*SUAS INSTRUÇÕES:* Na matéria abaixo sobre o pedido de Caren Teves à imprensa, liste todos os números que aparecem depois do título, tanto em algarismos quanto por extenso. Diga a que cada um se refere.

*BLOCO DE TEXTO:*
______________________________

Thursday, 25 de April de 2024 ISSN 1519-7670 - Ano 24 - nº 1284

Mãe de vítima pede que imprensa não cite nomes de criminosos

Caren Teves quer que vocês, jornalistas, lembrem-se de seu filho Alex, de 24 anos, da próxima vez que escreverem uma matéria sobre uma matança. Alex foi uma das onze pessoas assassinadas quando um pistoleiro abriu fogo num cinema em Aurora, estado do Colorado, no dia 20 de julho de 2012.

Ela quer que vocês sintam-se à vontade para citar seu filho, usarem sua foto, se quiserem. Mas pede aos jornalistas que não citem o nome do acusado, nem usem suas fotos repetidamente. Caren Teves e a organização a que ela pertence, Moms Demand Action for Gun Sense in America, não estão pedindo uma proibição de que sejam usadas as fotos ou o nome. Ela disse-me: “Se você está fazendo um jornalismo sério e se o nome ou a imagem são realmente importantes para a matéria, então é claro que você deve usá-los. Mas quando vejo diariamente as imagens desses criminosos, e vejo ou ouço seus nomes, parece-me que estão sendo usados para provocar reações de indignação ou para aumentar o número de cliques de quem está lendo a matéria.”

Caren Teves diz que está constantemente em contato com outras famílias que sofreram tragédias maciças no país. Essas famílias lançaram uma campanha no sentido de tentar convencer as redes de televisão a recuarem em relação ao uso dos nomes e fotos de assassinos em massa. “Essas famílias falam sobre a dor que causa o uso repetitivo dos nomes e fotos dos assassinos. É uma questão importante.”

______________________________

(Dados de localização de pontos)
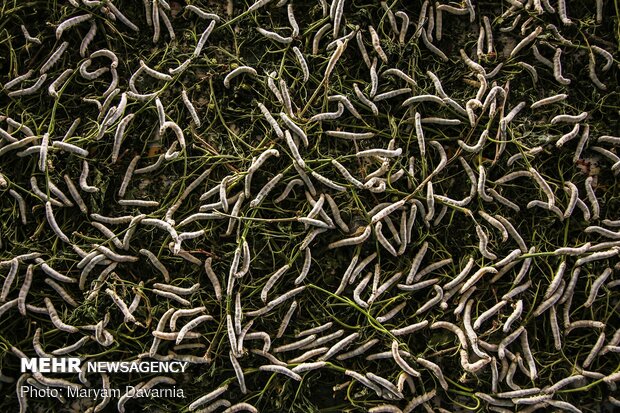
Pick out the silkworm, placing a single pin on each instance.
(73, 21)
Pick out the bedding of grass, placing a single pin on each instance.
(233, 133)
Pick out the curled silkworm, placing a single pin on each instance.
(274, 36)
(68, 23)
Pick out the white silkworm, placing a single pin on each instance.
(68, 23)
(274, 36)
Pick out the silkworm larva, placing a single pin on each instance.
(68, 23)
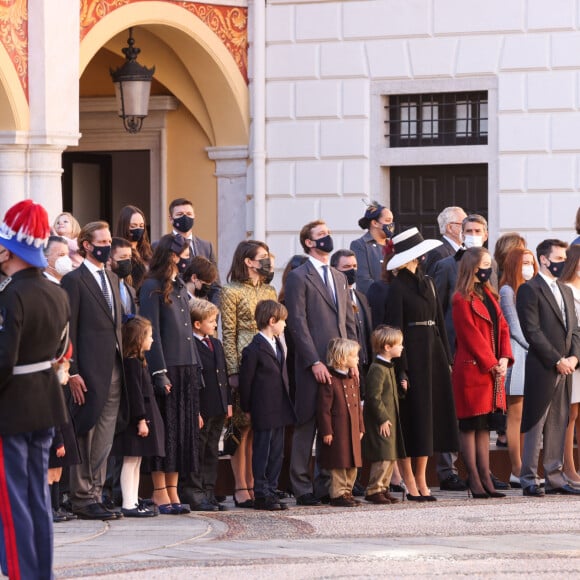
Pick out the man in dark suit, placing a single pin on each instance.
(96, 381)
(182, 216)
(319, 308)
(33, 315)
(444, 273)
(345, 261)
(450, 222)
(548, 320)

______________________________

*RESPOSTA DO EXERCÍCIO:*
- 24: a idade de Alex, filho de Caren Teves
- onze: o número de pessoas assassinadas no cinema em Aurora
- 20: o dia de julho em que aconteceu o ataque
- 2012: o ano do ataque